**WHAT TO WORK ON**
Continue the forum thread on tumbling old bottles from the point where it stops.

-- EXCERPT start --

# Tumbling.



## lil digger (May 10, 2011)

Hi, I was wondering what ( If there is ) A cheaper way to tumble our bottles without  using copper?


----------



## GuntherHess (May 10, 2011)

glass beads work but its pretty durn slow compared to copper.


----------



## surfaceone (May 10, 2011)

I'm gaining a new appreciation for tumblers. Not that I have one, but I've been doing the cut copper wire, put a handful in the bottle add liquid soap, cork, and then shake, shake. Shake a whole lot more till yer arm is sore. That 140 some year old dried contents and assorted crud really gives you a run for some shaking.

 Am I the only person that does this? I'm beginning to question this method, but my biceps are diggin it. [8D]


----------



## cyberdigger (May 10, 2011)

Why, YES I DO


----------



## epackage (May 11, 2011)

> ORIGINAL:  surfaceone
> 
> I'm gaining a new appreciation for tumblers. Not that I have one, but I've been doing the cut copper wire, put a handful in the bottle add liquid soap, cork, and then shake, shake. Shake a whole lot more till yer arm is sore. That 140 some year old dried contents and assorted crud really gives you a run for some shaking.

-- EXCERPT end --
-- SUPPLIED ENTRIES start --

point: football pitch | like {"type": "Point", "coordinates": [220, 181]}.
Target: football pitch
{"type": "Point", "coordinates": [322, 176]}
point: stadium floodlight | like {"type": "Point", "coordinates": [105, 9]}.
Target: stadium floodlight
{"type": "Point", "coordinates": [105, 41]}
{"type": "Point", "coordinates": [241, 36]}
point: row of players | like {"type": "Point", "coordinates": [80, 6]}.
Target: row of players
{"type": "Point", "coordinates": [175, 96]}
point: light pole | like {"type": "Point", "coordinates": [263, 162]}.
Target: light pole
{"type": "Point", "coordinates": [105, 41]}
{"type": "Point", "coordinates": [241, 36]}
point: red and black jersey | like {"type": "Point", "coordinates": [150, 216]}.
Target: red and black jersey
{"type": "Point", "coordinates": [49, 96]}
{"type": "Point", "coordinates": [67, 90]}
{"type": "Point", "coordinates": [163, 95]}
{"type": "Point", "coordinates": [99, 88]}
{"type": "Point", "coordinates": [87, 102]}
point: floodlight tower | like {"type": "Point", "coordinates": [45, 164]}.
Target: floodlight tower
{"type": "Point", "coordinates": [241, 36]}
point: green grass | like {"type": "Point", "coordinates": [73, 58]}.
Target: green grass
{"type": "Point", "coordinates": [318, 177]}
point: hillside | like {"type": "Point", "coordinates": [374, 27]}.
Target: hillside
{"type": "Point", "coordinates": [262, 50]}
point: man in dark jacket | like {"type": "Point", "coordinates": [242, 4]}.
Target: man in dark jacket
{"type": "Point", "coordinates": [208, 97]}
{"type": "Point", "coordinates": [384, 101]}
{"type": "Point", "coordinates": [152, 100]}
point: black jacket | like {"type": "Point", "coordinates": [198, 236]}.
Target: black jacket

-- SUPPLIED ENTRIES end --

**RESPONSE TO THE TASK**
> 
> Am I the only person that does this? I'm beginning to question this method, but my biceps are diggin it. [8D]


 I do this because of Charlie who had a post about it when I joined 2 years ago, that guys a genius...[:-]


----------



## surfaceone (May 11, 2011)

> I do this because of Charlie who had a post about it when I joined 2 years ago, that guys a genius...[:-]


 
 Quite right, Jim,

 And, convivial as all get out...

 I musta read that post too. It took me nearly 2 years to adapt Charlie's method. It certainly does work well, though sometimes really slowly, but Shirley.

 Why do you think blobbottlebob never finished that story? George just plunged into the drink, and then...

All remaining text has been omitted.